* [課題の目的]
本文をもとに次の問いに答えよ。
1. 聞き手は誰か。
2. インタビューはいつ、どこで行われたか。
3. 三島さんが実現させた精度はどれだけか。

[語り手]三島 研二氏 (株)パスコ 研究開発本部兼技術統括本部 技師長
[聞き手]神谷 啓太 学生編集委員
2015年10月27日(火)パスコ本社 にて
土木を、世の中を縁の下で支える「スゴ腕土木人」へのインタビュー。
今回は、精密測量の第一人者、三島研二さんに話を伺った。粒子加速器や天文台など、科学の実験装置や施設を高精度かつ広範囲に設置する際には、地球の曲率を考慮した高度な精密測量技術が必要になる。三島さんは±0・1㎜の精度を実現させ、国内の多くの主要な粒子加速器や、山梨リニア実験線のガイドウェイの設置などに携わってきた。
測量技術のデジタル化で電気技術者が求められた
──ご専門の分野と、いまのお仕事を選んだ理由を教えてください。

* [表示データ]
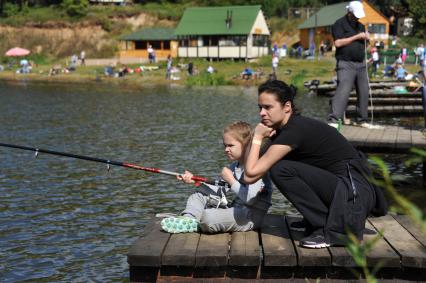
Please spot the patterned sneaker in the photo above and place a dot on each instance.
(314, 242)
(180, 224)
(299, 226)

* [解答欄]
1. 神谷啓太(学生編集委員)
2. 2015年10月27日(火)、パスコ本社
3. ±0・1㎜